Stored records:
----

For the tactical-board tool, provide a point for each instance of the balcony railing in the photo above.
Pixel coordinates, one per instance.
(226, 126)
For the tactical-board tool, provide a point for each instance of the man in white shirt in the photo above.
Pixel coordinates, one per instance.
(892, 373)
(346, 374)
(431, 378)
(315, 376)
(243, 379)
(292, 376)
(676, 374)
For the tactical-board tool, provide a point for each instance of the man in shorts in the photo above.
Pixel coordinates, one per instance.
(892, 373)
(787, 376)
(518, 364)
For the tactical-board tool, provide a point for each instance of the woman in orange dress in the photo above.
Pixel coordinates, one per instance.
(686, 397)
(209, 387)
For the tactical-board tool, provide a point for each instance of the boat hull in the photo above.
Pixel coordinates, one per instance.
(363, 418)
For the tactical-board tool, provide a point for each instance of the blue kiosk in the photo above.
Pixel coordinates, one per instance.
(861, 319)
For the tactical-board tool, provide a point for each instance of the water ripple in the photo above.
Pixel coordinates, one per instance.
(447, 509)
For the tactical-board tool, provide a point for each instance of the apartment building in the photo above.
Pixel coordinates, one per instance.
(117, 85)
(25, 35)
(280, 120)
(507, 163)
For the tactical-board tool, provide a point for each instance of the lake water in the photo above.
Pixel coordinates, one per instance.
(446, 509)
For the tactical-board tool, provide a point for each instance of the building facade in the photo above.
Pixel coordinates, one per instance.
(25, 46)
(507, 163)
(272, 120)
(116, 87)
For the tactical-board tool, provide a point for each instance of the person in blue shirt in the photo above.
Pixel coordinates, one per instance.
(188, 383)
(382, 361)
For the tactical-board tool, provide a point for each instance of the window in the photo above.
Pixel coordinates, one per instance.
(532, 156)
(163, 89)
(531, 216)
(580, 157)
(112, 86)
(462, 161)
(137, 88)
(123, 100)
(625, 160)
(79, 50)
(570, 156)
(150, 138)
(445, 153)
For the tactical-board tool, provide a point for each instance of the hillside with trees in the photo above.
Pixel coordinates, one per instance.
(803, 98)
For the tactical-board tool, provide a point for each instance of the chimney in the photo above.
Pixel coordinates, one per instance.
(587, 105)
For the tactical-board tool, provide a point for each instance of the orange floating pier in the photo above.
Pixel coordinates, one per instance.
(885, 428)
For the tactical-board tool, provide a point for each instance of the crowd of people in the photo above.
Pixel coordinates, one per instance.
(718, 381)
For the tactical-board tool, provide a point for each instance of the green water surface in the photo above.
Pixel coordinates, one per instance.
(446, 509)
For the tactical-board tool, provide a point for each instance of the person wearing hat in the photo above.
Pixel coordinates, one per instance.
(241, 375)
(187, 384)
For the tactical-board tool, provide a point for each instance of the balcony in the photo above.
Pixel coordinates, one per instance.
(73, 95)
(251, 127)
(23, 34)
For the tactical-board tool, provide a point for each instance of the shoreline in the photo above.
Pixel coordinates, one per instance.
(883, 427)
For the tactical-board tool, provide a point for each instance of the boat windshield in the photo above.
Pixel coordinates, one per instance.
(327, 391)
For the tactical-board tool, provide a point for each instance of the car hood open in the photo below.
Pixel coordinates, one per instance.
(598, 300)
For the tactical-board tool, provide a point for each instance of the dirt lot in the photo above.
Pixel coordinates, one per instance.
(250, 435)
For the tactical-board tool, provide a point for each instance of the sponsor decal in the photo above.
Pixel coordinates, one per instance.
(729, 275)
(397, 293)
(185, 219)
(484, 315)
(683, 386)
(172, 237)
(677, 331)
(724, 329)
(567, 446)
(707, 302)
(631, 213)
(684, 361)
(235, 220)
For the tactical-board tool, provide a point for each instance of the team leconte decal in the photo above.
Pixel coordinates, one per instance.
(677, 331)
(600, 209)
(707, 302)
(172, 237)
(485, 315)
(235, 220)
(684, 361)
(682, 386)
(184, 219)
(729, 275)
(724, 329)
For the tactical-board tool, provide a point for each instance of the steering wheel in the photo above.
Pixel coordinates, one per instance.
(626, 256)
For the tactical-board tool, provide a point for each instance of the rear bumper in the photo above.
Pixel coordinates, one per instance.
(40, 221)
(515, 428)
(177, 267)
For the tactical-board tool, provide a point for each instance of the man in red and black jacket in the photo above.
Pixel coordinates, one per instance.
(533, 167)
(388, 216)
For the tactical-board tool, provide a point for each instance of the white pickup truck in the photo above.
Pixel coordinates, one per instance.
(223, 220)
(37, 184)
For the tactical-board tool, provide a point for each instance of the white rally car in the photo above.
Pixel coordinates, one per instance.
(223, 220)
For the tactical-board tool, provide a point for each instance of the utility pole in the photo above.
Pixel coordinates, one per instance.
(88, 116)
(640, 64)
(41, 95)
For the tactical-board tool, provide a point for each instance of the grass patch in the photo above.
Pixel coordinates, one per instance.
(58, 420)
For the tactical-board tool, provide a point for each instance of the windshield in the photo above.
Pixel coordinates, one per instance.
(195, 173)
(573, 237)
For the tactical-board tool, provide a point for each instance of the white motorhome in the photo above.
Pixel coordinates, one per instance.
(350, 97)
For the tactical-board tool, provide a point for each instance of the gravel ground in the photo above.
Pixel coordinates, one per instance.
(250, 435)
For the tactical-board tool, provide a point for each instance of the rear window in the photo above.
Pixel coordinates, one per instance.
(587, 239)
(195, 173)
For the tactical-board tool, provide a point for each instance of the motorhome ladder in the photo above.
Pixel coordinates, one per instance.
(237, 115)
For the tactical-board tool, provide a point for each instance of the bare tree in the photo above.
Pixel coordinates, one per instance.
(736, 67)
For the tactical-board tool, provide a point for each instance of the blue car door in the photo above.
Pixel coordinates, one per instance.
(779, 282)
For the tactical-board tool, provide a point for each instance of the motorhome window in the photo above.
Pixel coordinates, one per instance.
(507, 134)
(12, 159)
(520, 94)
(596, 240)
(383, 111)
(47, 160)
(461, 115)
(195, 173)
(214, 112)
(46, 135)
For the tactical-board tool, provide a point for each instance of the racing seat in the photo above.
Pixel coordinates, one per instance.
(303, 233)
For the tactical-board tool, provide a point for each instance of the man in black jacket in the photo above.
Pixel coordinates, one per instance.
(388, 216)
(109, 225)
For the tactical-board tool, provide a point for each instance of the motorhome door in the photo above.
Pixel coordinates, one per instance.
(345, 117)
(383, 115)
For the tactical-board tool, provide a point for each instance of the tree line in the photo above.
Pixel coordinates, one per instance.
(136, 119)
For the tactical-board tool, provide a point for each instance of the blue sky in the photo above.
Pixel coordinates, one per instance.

----

PROBLEM STATEMENT ▸ From the preceding material, extract every line exactly.

SOLUTION FOR THIS TASK ▸
For the tactical-board tool, provide a point for each instance of the balcony railing in the photo above.
Pixel coordinates, one per instance.
(226, 126)
For the tactical-board tool, provide a point for each instance of the man in white shirt in the photo above.
Pixel coordinates, one per instance.
(892, 373)
(346, 374)
(431, 378)
(315, 376)
(243, 379)
(292, 376)
(676, 374)
For the tactical-board tool, provide a point for each instance of the man in shorts in the photo above.
Pixel coordinates, one per instance.
(892, 373)
(787, 376)
(518, 364)
For the tactical-board tool, provide a point for each instance of the woman in orange dress in the photo above.
Pixel coordinates, one per instance.
(686, 397)
(209, 387)
For the tactical-board tool, provide a point for each instance of the boat hull in the photo above.
Pixel coordinates, one per instance.
(363, 418)
For the tactical-board tool, provide a point for each instance of the blue kiosk in the photo above.
Pixel coordinates, one per instance.
(861, 319)
For the tactical-board tool, provide a point for each instance of the water ripple in the photo above.
Pixel coordinates, one per instance.
(447, 509)
For the tactical-board tool, provide a point for each instance of the apartment building in the photo above.
Pixel coordinates, one per instance.
(117, 85)
(25, 35)
(280, 120)
(507, 163)
For the tactical-board tool, provide a point for each instance of the lake water in the photo above.
Pixel coordinates, one per instance.
(446, 509)
For the tactical-board tool, provide a point for each instance of the building facade in the photo above.
Pixel coordinates, one per instance.
(25, 46)
(507, 163)
(272, 120)
(116, 87)
For the tactical-board tool, provide a point for each instance of the person in blue shirt in the photo above.
Pixel coordinates, one per instance.
(188, 383)
(382, 361)
For the tactical-board tool, provide a point for each instance of the window in the photo above.
Pixel coordinates, one per instance.
(532, 156)
(163, 89)
(531, 216)
(580, 157)
(112, 86)
(462, 161)
(137, 88)
(123, 100)
(625, 160)
(79, 50)
(570, 156)
(150, 138)
(445, 153)
For the tactical-board tool, provide a point for each instance of the hillside with trees in the photo above.
Pixel coordinates, one per instance.
(803, 98)
For the tactical-board tool, provide a point for each instance of the chimney in the photo above.
Pixel coordinates, one per instance.
(587, 105)
For the tactical-board tool, provide a point for each instance of the orange floating pier in the photo above.
Pixel coordinates, one per instance.
(885, 428)
For the tactical-board tool, provide a point for each instance of the crowd of people in the photo above.
Pixel coordinates, one per instance.
(718, 381)
For the tactical-board tool, provide a point for each instance of the green water surface in the photo above.
Pixel coordinates, one per instance.
(446, 509)
For the tactical-board tool, provide a point for each instance of the person wearing hat in the photo above.
Pixel coordinates, one per instance.
(241, 375)
(187, 384)
For the tactical-board tool, provide a point for each instance of the balcony in the photo above.
Pixel coordinates, one per instance.
(73, 95)
(251, 127)
(23, 34)
For the tactical-board tool, provide a point for each instance of the shoreline in the photo above.
Pixel coordinates, one per instance.
(883, 427)
For the tactical-board tool, provide a point for each instance of the boat windshield in the photo above.
Pixel coordinates, one per instance.
(327, 391)
For the tactical-board tool, provide a point for each instance of the car hood open in the photo below.
Pixel coordinates, one per instance.
(598, 300)
For the tactical-board tool, provide a point for each instance of the dirt lot in the photo above.
Pixel coordinates, one per instance.
(250, 435)
For the tactical-board tool, provide a point for each instance of the sponsor decal in the photo above.
Pixel coordinates, one per instance.
(729, 275)
(397, 293)
(185, 219)
(484, 315)
(683, 386)
(172, 237)
(677, 331)
(724, 329)
(567, 446)
(707, 302)
(631, 213)
(684, 361)
(235, 220)
For the tactical-board tool, provide a point for each instance of the team leconte decal in the photo above.
Pixel coordinates, one per instance.
(677, 331)
(600, 209)
(707, 302)
(172, 237)
(485, 315)
(235, 220)
(684, 361)
(682, 386)
(184, 219)
(729, 275)
(724, 329)
For the tactical-board tool, provide a point for each instance of the steering wheel in the photo above.
Pixel coordinates, one per instance.
(626, 256)
For the tactical-board tool, provide a point for each instance of the rear bumper in the photo above.
Pixel coordinates, one per instance.
(40, 221)
(515, 428)
(177, 267)
For the tactical-board tool, provide a point for each instance of the man in red and black jacket in the photo above.
Pixel coordinates, one per instance.
(533, 167)
(388, 216)
For the tactical-board tool, provide a point for each instance of the white pickup truck in the photo above.
Pixel coordinates, one per instance.
(223, 220)
(37, 184)
For the tactical-board tool, provide a point for each instance of the white rally car in the photo above.
Pixel coordinates, one per instance.
(223, 220)
For the tactical-board tool, provide a point for each instance of the utility pole in the photo above.
Pixel coordinates, one per instance.
(88, 116)
(640, 64)
(41, 95)
For the tactical-board tool, provide a point for each instance of the grass patch in the photo above.
Pixel coordinates, one per instance.
(58, 420)
For the tactical-board tool, provide a point for each instance of the windshield in the photo above.
Pixel coordinates, one per instance.
(195, 173)
(573, 237)
For the tactical-board tool, provide a point for each instance of the white motorhome in the photo above.
Pixel coordinates, one per instance.
(350, 97)
For the tactical-board tool, provide a point for each instance of the gravel ground in the photo above.
Pixel coordinates, one per instance.
(250, 435)
For the tactical-board tool, provide a point for each instance of the rear window in the photo above.
Pixel coordinates, one per instance.
(587, 239)
(195, 173)
For the tactical-board tool, provide a point for each instance of the motorhome ladder in the photo above.
Pixel coordinates, one per instance.
(237, 115)
For the tactical-board tool, provide a point for each instance of the bare tree in the photo above.
Pixel coordinates, one per instance.
(736, 67)
For the tactical-board tool, provide a point for each instance of the blue car door in the photo above.
Pixel coordinates, one per instance.
(779, 282)
For the tactical-board tool, provide a point for each instance of the motorhome window in the photo above.
Pixel coordinates, one per instance.
(507, 134)
(12, 159)
(520, 94)
(596, 240)
(383, 111)
(47, 160)
(461, 115)
(195, 173)
(214, 112)
(46, 135)
For the tactical-board tool, provide a point for each instance of the racing seat in the photo above.
Pixel coordinates, one per instance.
(303, 233)
For the tactical-board tool, provide a point for each instance of the man in black jacket in the photo above.
Pixel coordinates, one per instance.
(388, 216)
(109, 225)
For the tactical-board tool, provide a point for each instance of the motorhome door in the photo above.
Pixel coordinates, one per instance.
(345, 117)
(383, 115)
For the tactical-board tool, provide a point for each instance of the tree line in the photo above.
Pixel coordinates, one per instance.
(136, 119)
For the tactical-board tool, provide a point for each instance of the blue sky in the photo above.
Pixel coordinates, one per instance.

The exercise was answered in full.